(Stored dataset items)
======

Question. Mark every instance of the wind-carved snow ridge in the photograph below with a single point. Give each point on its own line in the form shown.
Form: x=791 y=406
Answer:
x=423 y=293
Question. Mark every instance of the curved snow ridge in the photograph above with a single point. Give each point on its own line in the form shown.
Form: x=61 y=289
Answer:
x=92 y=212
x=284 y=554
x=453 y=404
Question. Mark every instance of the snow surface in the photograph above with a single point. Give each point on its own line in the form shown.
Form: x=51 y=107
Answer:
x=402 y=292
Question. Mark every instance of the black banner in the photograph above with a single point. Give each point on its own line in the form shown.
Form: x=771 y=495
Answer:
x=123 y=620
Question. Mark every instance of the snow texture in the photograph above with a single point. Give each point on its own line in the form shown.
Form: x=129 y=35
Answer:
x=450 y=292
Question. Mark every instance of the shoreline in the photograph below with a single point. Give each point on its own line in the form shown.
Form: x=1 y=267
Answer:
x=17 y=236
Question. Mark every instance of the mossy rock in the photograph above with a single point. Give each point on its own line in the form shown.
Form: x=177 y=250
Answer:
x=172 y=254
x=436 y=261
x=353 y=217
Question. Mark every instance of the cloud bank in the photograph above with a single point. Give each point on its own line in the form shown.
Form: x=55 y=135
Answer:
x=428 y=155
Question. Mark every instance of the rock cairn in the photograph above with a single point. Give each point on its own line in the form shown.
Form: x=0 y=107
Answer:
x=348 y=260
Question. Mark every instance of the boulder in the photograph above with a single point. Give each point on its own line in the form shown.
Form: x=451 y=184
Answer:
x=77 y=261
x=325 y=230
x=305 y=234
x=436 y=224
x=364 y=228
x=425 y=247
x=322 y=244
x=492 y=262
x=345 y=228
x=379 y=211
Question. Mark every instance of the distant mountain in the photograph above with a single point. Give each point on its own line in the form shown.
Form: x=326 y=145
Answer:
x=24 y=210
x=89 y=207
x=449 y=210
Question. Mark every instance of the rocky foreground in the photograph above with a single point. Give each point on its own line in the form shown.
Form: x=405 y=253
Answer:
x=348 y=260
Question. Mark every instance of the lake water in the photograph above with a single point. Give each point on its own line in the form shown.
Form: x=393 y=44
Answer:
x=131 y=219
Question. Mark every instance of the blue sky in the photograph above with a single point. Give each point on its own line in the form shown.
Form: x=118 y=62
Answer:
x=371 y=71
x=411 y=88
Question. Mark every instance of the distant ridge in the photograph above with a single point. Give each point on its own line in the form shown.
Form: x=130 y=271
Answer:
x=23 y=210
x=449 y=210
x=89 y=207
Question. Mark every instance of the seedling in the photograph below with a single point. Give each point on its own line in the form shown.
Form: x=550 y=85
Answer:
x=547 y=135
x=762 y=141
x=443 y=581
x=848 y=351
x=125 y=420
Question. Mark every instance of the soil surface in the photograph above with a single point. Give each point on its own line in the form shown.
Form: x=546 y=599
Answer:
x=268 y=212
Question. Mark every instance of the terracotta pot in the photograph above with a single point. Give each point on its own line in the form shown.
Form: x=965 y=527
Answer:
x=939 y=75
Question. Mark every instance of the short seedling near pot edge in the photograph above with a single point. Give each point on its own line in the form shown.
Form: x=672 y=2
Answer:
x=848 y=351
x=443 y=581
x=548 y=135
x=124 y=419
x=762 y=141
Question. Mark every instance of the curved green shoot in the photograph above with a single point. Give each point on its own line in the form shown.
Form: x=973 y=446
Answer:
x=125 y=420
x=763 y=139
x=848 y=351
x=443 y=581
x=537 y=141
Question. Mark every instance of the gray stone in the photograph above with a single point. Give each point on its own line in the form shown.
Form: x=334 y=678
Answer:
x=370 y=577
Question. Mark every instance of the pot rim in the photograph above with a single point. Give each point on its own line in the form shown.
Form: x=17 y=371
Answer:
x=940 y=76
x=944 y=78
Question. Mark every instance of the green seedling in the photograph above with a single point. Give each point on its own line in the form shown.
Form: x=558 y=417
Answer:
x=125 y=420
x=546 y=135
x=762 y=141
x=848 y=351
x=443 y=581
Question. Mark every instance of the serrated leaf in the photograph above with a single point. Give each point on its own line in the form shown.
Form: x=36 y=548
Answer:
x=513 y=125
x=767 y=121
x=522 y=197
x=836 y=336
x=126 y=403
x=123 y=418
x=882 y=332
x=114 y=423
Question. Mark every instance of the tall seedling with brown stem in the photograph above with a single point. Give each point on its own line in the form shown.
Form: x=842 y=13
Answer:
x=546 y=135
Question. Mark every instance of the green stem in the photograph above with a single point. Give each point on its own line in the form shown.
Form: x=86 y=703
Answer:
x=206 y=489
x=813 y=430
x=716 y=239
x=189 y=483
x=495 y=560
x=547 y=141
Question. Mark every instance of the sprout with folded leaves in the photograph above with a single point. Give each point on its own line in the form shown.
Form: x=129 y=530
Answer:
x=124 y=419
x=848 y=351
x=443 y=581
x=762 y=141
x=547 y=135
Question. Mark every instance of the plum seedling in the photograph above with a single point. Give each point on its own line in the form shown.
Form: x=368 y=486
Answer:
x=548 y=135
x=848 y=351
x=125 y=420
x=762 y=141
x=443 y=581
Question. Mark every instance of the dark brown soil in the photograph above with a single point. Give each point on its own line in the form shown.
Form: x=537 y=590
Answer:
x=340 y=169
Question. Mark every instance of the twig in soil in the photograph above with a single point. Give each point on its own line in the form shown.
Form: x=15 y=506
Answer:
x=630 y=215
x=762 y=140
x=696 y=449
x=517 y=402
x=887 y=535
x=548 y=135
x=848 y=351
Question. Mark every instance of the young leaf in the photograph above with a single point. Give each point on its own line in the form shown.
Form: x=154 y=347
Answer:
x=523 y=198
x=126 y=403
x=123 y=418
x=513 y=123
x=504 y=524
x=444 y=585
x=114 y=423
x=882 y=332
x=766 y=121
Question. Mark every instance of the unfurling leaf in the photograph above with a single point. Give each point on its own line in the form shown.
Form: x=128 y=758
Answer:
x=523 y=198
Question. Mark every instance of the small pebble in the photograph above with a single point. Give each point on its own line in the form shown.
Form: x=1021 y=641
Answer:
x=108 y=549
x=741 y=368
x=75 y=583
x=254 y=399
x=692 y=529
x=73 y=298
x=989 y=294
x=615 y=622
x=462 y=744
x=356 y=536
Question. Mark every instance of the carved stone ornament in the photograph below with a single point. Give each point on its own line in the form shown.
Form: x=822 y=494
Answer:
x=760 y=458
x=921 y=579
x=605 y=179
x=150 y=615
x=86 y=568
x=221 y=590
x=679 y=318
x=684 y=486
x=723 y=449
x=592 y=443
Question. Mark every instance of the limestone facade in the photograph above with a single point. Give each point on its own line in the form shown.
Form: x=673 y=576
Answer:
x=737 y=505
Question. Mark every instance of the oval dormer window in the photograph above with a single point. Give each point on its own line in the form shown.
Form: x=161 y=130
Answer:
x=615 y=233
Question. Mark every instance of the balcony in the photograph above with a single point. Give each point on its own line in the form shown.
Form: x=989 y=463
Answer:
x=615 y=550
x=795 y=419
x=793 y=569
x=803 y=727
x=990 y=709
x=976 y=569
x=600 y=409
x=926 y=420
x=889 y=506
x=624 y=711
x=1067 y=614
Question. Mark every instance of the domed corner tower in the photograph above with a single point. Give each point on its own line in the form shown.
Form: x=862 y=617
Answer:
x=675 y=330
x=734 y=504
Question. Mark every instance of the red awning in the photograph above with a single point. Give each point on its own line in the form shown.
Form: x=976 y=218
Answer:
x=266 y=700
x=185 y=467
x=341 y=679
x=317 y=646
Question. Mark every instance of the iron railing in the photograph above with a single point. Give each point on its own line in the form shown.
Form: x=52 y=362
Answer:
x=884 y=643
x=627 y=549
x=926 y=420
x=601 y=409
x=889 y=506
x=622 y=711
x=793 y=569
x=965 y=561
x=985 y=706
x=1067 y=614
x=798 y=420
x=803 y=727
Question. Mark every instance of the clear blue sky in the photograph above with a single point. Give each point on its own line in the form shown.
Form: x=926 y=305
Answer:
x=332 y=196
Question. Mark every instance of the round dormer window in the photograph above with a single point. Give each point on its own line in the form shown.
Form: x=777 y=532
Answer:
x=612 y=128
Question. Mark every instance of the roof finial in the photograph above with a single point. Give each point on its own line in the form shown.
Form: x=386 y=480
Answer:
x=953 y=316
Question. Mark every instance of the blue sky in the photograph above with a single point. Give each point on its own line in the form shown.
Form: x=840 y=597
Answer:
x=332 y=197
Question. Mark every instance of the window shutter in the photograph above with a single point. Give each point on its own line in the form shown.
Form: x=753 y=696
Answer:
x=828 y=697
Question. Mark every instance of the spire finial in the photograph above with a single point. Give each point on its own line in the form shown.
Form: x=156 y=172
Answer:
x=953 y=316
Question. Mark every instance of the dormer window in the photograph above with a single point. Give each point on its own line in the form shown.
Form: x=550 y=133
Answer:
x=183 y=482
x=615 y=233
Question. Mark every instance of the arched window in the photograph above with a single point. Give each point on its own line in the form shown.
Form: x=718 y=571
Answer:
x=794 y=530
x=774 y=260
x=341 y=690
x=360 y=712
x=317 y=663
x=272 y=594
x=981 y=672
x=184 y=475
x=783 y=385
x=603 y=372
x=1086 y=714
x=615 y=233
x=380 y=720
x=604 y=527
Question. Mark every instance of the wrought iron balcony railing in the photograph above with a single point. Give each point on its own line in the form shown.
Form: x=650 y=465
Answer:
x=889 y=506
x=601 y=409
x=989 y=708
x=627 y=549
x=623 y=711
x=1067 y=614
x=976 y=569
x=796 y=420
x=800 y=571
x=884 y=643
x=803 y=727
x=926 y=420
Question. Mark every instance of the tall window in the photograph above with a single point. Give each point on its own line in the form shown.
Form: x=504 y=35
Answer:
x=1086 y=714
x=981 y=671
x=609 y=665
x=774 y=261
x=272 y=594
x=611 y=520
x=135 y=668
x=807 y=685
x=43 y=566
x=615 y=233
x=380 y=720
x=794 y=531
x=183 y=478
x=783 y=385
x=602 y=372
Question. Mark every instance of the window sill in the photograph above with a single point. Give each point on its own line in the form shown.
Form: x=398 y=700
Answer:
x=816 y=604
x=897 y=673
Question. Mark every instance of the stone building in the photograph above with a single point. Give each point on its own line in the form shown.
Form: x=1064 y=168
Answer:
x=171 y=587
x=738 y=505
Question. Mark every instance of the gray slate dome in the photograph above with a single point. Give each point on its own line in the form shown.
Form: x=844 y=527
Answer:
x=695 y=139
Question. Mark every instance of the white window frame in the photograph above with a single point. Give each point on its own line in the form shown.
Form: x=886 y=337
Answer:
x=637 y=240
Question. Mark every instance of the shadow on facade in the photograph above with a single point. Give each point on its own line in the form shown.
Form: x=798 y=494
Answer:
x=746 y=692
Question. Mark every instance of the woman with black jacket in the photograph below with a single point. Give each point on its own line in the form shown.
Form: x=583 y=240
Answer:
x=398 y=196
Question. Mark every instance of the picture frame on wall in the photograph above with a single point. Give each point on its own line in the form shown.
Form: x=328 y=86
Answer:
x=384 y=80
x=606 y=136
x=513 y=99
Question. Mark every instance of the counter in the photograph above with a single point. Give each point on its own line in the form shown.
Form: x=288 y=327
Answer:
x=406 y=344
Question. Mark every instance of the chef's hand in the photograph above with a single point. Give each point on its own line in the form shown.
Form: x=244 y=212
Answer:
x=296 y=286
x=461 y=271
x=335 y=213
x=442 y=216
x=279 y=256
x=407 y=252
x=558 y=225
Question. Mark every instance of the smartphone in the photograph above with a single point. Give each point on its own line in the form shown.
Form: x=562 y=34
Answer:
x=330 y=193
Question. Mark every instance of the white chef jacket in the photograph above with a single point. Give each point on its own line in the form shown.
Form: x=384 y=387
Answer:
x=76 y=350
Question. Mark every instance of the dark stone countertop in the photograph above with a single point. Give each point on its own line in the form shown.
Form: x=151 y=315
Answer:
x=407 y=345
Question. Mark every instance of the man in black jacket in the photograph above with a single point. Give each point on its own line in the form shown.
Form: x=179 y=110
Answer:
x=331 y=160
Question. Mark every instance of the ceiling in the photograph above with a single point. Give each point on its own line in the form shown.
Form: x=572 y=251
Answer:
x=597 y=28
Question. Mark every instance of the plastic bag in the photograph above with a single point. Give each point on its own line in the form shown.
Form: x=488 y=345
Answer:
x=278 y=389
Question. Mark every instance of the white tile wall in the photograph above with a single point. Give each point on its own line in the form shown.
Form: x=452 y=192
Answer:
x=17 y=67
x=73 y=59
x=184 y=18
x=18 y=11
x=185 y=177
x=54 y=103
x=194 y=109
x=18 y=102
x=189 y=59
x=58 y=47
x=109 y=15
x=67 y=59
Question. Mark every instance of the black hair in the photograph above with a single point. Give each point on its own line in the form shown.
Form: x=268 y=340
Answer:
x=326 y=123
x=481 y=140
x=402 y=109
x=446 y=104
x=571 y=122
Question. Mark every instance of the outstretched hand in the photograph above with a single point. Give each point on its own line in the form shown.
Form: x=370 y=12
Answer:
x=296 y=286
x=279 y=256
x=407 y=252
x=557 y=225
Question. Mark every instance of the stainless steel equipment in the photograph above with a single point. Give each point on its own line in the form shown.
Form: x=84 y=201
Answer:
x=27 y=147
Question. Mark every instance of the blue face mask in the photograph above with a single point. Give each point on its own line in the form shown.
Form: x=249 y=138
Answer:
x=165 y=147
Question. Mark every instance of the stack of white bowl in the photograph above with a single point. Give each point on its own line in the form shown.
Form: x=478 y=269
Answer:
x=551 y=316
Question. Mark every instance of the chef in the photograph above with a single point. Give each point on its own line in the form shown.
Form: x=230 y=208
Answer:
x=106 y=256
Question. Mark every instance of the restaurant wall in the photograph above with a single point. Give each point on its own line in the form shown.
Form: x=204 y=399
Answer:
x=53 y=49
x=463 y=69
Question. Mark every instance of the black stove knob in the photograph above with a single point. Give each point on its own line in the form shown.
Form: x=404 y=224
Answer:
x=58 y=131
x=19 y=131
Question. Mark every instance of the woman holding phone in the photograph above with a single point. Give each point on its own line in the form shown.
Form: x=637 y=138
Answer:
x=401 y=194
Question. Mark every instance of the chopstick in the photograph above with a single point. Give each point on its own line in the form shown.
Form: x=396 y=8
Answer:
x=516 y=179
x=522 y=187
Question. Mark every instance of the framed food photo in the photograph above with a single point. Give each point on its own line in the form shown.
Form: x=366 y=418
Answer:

======

Directions for this task: Output nothing but the lines from the one that contains "Form: x=637 y=138" through the final line of the entries above, exactly as they appear.

Task answer:
Form: x=637 y=138
Answer:
x=401 y=194
Question. Mark every instance of the chopstick in the photograph above with a single point. Give each point on its own line in the form shown.
Form: x=396 y=8
Answer:
x=516 y=179
x=522 y=187
Question. Mark every instance of the framed food photo in the photograph above with a single point. Give each point on its own line in the form shown.
Form: x=366 y=418
Answer:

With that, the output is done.